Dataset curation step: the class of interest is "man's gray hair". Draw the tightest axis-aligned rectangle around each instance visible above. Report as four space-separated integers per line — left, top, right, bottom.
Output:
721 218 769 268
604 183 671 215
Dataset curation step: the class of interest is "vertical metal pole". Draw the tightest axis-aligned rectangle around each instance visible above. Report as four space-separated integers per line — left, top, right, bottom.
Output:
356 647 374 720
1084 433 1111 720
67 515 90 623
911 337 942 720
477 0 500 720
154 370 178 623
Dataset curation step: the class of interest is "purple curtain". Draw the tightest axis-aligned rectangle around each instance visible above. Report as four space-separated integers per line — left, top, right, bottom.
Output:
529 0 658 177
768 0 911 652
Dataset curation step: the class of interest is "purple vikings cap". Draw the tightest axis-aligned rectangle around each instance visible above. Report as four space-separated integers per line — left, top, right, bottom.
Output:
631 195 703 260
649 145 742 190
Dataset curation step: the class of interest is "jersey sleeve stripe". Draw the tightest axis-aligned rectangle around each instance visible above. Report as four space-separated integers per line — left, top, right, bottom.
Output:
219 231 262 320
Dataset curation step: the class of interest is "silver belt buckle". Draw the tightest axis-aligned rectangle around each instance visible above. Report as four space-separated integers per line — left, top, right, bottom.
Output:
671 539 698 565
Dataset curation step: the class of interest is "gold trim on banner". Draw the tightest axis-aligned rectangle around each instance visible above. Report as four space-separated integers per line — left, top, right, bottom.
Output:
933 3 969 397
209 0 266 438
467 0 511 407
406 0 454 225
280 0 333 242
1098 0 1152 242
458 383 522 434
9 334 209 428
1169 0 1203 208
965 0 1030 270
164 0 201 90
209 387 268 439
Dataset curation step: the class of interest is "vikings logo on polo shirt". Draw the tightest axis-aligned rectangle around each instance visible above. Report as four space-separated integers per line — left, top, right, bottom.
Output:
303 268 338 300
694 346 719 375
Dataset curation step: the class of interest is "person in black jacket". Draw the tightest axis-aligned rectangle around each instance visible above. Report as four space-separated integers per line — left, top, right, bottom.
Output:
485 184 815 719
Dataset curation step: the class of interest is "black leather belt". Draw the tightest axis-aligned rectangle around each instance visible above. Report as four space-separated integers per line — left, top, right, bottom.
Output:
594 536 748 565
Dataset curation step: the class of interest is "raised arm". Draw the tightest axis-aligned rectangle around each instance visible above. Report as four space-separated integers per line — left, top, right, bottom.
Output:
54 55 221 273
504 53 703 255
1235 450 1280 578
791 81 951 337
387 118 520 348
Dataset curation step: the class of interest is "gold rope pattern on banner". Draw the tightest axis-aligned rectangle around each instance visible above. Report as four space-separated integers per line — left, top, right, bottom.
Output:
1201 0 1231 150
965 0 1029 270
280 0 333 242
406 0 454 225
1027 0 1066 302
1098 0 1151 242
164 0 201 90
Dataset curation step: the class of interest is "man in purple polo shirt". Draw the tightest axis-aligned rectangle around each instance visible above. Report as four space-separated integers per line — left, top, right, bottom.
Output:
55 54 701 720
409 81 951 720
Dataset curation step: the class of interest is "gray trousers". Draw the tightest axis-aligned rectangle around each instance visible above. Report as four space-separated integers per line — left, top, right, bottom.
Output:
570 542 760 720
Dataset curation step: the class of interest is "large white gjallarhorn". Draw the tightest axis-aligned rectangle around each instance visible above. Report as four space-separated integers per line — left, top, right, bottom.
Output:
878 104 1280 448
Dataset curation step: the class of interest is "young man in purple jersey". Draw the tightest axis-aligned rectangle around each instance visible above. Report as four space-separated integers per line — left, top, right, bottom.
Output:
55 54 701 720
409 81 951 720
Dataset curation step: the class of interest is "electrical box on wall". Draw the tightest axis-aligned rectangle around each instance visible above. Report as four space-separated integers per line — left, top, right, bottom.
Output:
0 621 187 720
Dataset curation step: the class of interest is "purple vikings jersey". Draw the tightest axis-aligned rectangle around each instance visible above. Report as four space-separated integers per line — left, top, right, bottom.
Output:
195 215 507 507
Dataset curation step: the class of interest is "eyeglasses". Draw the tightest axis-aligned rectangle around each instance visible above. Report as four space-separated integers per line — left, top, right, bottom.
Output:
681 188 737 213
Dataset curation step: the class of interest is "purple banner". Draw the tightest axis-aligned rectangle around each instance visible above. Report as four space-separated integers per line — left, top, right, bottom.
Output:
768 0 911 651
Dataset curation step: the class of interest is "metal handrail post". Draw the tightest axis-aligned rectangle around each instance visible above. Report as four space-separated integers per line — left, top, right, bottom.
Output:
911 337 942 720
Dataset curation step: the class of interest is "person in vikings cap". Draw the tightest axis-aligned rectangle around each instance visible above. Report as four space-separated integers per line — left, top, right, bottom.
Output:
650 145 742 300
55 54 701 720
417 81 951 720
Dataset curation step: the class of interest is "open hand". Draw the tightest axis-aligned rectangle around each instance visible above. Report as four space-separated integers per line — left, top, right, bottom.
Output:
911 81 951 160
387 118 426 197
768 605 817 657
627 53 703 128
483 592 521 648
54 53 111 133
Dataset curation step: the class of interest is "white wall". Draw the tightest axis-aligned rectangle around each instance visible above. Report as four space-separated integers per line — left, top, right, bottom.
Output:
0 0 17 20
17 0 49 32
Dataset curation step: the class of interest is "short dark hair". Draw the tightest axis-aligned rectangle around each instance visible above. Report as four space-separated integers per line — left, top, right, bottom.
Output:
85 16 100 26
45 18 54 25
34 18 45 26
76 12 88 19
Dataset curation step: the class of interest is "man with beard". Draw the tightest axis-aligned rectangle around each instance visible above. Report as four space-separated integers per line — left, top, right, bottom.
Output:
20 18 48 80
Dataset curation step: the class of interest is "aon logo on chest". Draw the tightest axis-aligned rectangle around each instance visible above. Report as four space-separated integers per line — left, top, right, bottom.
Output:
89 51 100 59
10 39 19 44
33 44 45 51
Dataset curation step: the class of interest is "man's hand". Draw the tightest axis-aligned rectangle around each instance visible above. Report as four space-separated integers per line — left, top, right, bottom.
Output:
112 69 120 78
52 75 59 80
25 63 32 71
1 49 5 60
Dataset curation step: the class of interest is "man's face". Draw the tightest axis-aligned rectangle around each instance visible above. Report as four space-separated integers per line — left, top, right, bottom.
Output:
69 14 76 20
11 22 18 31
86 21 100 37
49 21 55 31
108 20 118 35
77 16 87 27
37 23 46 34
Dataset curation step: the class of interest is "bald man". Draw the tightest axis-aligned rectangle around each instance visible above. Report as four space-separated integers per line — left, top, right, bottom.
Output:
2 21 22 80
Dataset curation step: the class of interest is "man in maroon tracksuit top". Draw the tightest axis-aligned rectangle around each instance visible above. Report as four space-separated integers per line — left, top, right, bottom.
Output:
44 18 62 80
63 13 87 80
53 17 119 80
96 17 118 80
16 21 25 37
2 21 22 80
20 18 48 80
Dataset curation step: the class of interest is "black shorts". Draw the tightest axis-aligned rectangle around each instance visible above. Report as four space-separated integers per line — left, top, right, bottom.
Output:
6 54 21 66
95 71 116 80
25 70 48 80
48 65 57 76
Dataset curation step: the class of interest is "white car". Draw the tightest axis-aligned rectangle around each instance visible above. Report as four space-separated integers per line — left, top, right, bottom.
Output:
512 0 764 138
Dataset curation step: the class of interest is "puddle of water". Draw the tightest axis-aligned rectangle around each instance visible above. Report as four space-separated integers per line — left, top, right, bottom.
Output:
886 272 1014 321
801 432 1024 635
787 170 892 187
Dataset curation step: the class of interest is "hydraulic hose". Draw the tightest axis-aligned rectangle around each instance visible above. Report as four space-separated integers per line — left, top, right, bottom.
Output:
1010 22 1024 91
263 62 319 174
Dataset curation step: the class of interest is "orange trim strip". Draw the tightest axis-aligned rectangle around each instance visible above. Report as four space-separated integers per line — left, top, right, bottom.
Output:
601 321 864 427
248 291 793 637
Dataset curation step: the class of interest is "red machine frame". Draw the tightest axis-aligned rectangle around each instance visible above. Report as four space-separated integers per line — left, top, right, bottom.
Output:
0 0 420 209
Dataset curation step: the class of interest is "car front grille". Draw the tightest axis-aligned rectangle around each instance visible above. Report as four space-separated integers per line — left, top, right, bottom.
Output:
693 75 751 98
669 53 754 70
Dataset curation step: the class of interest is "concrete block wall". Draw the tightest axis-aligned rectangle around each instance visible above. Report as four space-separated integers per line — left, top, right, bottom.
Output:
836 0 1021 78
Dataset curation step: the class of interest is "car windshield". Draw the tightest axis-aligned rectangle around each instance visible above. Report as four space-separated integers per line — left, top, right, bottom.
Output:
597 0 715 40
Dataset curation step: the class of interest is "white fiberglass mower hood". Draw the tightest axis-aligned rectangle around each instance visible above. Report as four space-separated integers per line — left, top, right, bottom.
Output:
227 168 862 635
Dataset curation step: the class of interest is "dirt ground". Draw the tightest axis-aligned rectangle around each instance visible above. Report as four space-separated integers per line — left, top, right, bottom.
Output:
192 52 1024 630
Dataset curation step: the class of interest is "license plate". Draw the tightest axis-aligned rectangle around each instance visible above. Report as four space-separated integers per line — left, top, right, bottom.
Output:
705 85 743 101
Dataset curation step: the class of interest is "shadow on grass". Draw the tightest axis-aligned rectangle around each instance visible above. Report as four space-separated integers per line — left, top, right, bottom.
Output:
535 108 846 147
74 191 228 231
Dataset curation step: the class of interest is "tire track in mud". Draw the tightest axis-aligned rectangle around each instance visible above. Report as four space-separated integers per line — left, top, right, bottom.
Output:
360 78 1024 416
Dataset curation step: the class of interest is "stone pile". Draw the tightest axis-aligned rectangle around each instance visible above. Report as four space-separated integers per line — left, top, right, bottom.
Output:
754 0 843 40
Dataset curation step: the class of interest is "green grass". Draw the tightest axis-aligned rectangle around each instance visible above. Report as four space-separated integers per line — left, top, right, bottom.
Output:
= = = = = = =
**Directions:**
Count the lines in the listing above that contain the string "beard", with case counting, and reply with only that number.

**Result of the task:**
1